*CONSIGNE DONNÉE 1*.
Indiquez si chacune des affirmations (a), (b) et (c) concorde avec le texte sur le roman Bonheurtm de Jean Baret, en répondant par oui ou par non et en citant mot pour mot les termes du texte qui tranchent. (a) Jean Baret exerce le métier d’avocat. (b) Bonheurtm est le premier roman publié par Jean Baret. (c) Les romans de la trilogie Trademark doivent être lus à la suite pour être compris.
*CONSIGNE DONNÉE 2*.
Poursuivez le texte sur le roman Bonheurtm de Jean Baret à partir de sa dernière phrase.

*EXTRAIT À LIRE*.
══════
Les indications biographiques que je donne ici sont issues de l’entretien de l’auteur avec son éditeur Cet entretien comporte également des clés d’analyse et de lecture très intéressantes. Je n’en ai pas trouvé ailleurs, sinon sur la quatrième de couverture du roman.

Jean Baret est un auteur français qui a grandi pendant les années 1980, avec tout ce que cela implique, c’est-à-dire la découverte des « univers imaginaires », qui sont à l’époque en pleine expansion, grâce aux jeux de rôle, au jeux-vidéo, aux comics, et à la littérature. En parallèle de sa carrière d’auteur, il pratique la musculation et est avocat. Avant la publication de Bonheurtm au Bélial’, il a publié six romans d’anticipations aux éditions Apopsix, dont l’objectif était de mettre en scène « une critique sociale féroce » (vous constaterez que le roman dont je vais vous parler est également de cette trempe). Il a également publié certaines de ses nouvelles dans des anthologies.

Le roman Bonheurtm est le premier tome d’une trilogie conceptuelle, la « trilogie Trademark », c’est-à-dire que chaque roman de cette trilogie peut être lu indépendamment sans connaissance des deux autres, mais forme avec ceux-ci un ensemble de réponses à la question du sens de la vie. Les deux autres romans de cette trilogie n’étant pas encore sortis, je ne peux pas encore me prononcer sur l’ensemble d’entre eux et des réponses qu’ils fournissent, aussi vais-je passer à la quatrième de couverture du roman en lui-même :

« Demain. Quelque part dans la jungle urbaine…

Il ouvre les yeux. Se lève. Y a du boulot…

« Avez-vous consommé ? » Il contemple l’hologramme aux lettres criardes qui clignotent dans la cuisine sans parvenir à formuler la moindre pensée.

« Souhaites-tu du sexe oral ? »

La question de sa femme l’arrache à sa contemplation. Il réfléchit quelques secondes avant de refuser la proposition : il a déjà beaucoup joui cette semaine et il n’a plus très envie. Sans oublier que le temps presse.

Sa femme lui demande de penser à lui racheter une batterie nucléaire. Une Duracell. Il hoche la tête tout en avalant son bol de céréales Weetabix sur la table Microsoft translucide qui diffuse une publicité vantant les mérites d’une boisson caféinée Gatorade propice à l’efficacité. Il se lève, attrape sa femme, lui suce la langue pendant de longues secondes, puis enfile sa veste Toshiba – son sponsor de vie – et se dirige vers la porte. Dans le ciel encombré, sur les façades des tours, sur le bitume, ou simplement à hauteur d’homme, des milliers d’hologrammes se déplacent lentement au gré de courants invisibles au cœur des monades grouillantes.
══════
*DONNÉES*.

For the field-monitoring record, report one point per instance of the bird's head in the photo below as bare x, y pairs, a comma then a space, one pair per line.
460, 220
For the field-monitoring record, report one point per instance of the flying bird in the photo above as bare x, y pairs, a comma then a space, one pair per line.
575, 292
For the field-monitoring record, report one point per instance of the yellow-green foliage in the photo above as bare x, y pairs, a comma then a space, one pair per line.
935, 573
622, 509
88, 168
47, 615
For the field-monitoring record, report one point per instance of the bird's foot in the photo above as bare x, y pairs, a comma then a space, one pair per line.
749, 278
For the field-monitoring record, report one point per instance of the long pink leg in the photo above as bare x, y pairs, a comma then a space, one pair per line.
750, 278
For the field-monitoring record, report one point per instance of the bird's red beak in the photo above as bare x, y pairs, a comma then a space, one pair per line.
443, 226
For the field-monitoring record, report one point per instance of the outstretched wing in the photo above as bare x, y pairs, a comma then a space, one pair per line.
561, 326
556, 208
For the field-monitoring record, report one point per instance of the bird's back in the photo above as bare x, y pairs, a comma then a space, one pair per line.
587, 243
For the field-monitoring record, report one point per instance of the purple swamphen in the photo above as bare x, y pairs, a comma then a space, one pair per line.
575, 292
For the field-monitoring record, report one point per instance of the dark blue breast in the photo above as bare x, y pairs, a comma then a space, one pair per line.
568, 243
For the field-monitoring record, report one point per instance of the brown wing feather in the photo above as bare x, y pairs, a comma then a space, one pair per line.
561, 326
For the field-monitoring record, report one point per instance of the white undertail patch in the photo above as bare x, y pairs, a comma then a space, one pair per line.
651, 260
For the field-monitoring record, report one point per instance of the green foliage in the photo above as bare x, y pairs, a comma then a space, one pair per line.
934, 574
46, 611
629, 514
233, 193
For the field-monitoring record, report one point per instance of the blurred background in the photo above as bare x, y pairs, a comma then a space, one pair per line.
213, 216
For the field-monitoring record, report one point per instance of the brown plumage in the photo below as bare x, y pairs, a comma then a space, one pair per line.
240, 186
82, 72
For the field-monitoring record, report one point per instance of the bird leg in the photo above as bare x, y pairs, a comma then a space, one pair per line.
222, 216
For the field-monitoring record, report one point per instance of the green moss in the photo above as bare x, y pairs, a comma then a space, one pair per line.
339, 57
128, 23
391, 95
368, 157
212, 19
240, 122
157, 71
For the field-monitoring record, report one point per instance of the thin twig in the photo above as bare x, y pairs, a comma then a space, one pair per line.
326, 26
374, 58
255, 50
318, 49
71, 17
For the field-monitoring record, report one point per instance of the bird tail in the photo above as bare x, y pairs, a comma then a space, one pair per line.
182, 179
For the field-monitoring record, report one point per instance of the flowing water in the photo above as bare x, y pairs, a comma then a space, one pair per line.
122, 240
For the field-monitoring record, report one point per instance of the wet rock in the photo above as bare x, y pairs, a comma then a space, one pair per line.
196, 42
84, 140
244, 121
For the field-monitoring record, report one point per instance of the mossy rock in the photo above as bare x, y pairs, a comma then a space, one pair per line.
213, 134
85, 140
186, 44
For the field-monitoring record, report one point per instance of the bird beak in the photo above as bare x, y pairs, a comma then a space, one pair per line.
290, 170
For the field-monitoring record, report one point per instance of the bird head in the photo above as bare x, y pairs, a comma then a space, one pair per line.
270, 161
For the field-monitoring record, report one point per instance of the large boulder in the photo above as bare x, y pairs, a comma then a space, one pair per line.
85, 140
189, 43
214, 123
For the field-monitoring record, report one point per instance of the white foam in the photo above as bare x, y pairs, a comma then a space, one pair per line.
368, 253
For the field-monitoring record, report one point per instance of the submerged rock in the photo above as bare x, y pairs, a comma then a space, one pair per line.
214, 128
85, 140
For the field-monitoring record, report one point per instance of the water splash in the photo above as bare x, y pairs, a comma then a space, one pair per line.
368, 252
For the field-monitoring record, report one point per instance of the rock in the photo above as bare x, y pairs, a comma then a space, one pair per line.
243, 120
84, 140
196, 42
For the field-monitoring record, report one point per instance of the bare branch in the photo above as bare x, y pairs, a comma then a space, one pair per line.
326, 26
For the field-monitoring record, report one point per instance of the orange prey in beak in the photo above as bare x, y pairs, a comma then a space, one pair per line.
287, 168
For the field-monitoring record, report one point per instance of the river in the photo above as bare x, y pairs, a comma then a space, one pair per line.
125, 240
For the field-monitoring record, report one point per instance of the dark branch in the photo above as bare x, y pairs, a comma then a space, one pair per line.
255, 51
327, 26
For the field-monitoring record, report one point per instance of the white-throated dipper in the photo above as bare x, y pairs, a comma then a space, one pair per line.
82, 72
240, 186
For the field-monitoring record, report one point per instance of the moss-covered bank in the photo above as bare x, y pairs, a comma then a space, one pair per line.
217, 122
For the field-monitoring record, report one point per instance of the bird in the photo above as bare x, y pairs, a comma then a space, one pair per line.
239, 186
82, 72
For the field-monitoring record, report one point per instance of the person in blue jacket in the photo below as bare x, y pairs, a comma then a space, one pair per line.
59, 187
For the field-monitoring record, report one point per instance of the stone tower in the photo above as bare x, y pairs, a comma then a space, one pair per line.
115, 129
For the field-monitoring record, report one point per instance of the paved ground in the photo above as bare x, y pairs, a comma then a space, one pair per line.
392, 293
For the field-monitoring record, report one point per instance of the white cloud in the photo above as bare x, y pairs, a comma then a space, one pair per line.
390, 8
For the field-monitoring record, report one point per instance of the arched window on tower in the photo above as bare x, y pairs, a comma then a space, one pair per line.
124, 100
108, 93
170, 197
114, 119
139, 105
══════
*RÉSULTAT 1*.
(a) Oui : « il pratique la musculation et est avocat ».
(b) Non : « Avant la publication de Bonheurtm au Bélial’, il a publié six romans d’anticipations aux éditions Apopsix ».
(c) Non : « chaque roman de cette trilogie peut être lu indépendamment sans connaissance des deux autres ».

*RÉSULTAT 2*.
Il est flic. Section des « Crimes à la consommation », sous-section « Idées ». Veiller à la bonne marche du monde, telle est sa mission. Autant dire que la journée promet d’être longue…

Jean Baret est un prophète, une voix sans pareille dans le concert de l’anticipation sociale et culturelle. Peut-être, enfin, le renouveau d’un genre SF qui balbutie trop souvent son futur. Avocat au barreau de Paris, culturiste et nihiliste – l’un ne découlant pas forcément de l’autre – il est le rejeton improbable du Chuck Palahniuk de Fight Club et du Philip K. Dick d’Ubik. Avec BonheurTM, premier jalon de la trilogie Trademark, roman coup de poing visionnaire et syncopé aussi hilarant qu’effrayant, il nous offre le miroir à peine déformé de nos sociétés modernes en bout de course : rien moins qu’une révolution. »

Je vais vous le dire d’entrée de jeu pour ne pas que vous soyez étonnés de ma chronique très élogieuse, j’ai adoré le roman, il m’a vraiment fait l’effet d’une claque monumentale, et c’est l’effet de cette claque que je vais essayer de vous transmettre dans mon analyse.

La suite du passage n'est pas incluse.